- EXERCISE TASK -
Reproduce the lines below word for word, omitting the pictures from your copy.

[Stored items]

· · · ·

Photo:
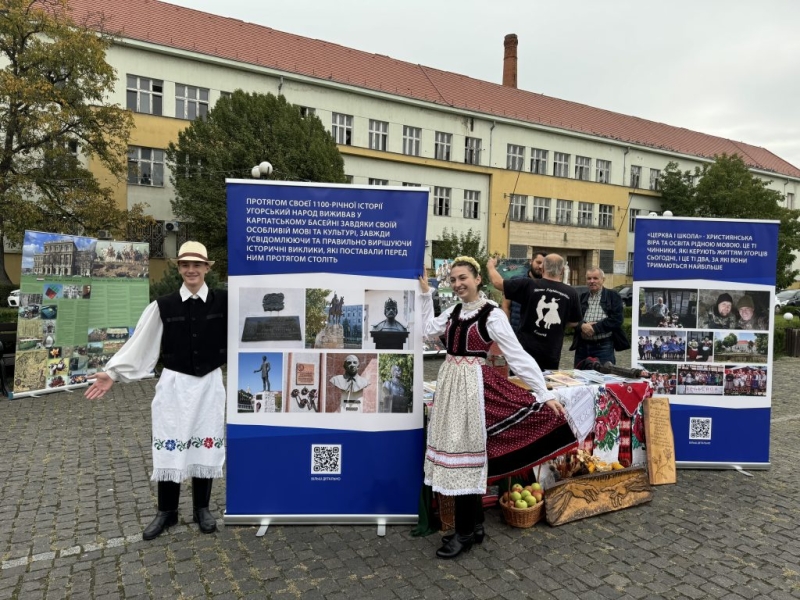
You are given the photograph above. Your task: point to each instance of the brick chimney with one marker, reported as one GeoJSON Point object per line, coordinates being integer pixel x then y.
{"type": "Point", "coordinates": [510, 60]}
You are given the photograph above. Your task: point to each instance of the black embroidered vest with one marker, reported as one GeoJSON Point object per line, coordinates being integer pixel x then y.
{"type": "Point", "coordinates": [195, 332]}
{"type": "Point", "coordinates": [468, 337]}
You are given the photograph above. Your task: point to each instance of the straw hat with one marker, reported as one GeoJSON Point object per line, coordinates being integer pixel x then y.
{"type": "Point", "coordinates": [194, 251]}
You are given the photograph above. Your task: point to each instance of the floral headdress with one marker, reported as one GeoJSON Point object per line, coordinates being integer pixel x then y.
{"type": "Point", "coordinates": [469, 260]}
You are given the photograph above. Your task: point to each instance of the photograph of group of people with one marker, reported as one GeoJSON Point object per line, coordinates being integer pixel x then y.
{"type": "Point", "coordinates": [704, 309]}
{"type": "Point", "coordinates": [704, 341]}
{"type": "Point", "coordinates": [325, 382]}
{"type": "Point", "coordinates": [345, 318]}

· · · ·

- SOLVED PROBLEM -
Photo:
You are given the photograph above. Your task: point to each instance of the brick chimney with one marker, reported as one GeoJSON Point object per line, coordinates being integer pixel x then y.
{"type": "Point", "coordinates": [510, 60]}
You are given the photograph above. Your task: point to each instance of the black embroidered vest with one marker, reported as one GeoJSON Point object per line, coordinates being integer pixel x then y.
{"type": "Point", "coordinates": [195, 332]}
{"type": "Point", "coordinates": [468, 337]}
You are given the photograph above. Your task: point to each instance of the straw hat with one marker, reported as one GeoJSON Point object per line, coordinates being integer pixel x then y.
{"type": "Point", "coordinates": [194, 251]}
You are given the photograph above. Your task: point to each instance of the floral headdress with one marker, reported as one GeoJSON Point object per line, coordinates being integer pixel x then y.
{"type": "Point", "coordinates": [469, 260]}
You are given the photograph above. Your task: point to each instance of the photograph of group of people with one marker, reported as one GeoJSON Point object per line, coordinates being integer pixel x then y.
{"type": "Point", "coordinates": [704, 309]}
{"type": "Point", "coordinates": [704, 341]}
{"type": "Point", "coordinates": [325, 382]}
{"type": "Point", "coordinates": [345, 318]}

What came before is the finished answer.